• **DESCRIPTION OF THE TASK**: Where "rack" occurs in a line of the entries below, copy that line.

• **ENTRIES SUPPLIED**:
:::::
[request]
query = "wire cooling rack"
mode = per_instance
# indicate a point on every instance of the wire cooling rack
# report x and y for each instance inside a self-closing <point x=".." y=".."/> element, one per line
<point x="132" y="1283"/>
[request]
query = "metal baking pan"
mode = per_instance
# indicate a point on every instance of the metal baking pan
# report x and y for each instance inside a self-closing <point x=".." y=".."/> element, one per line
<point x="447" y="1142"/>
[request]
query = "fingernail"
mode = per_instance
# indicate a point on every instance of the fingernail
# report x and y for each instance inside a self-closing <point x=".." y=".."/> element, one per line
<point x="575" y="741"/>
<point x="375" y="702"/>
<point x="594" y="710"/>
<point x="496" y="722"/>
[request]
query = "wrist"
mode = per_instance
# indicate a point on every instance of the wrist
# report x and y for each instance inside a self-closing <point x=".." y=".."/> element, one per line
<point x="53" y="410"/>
:::::
• **ANSWER BOX**:
query = "wire cooling rack"
# indicate a point on every instance of the wire cooling rack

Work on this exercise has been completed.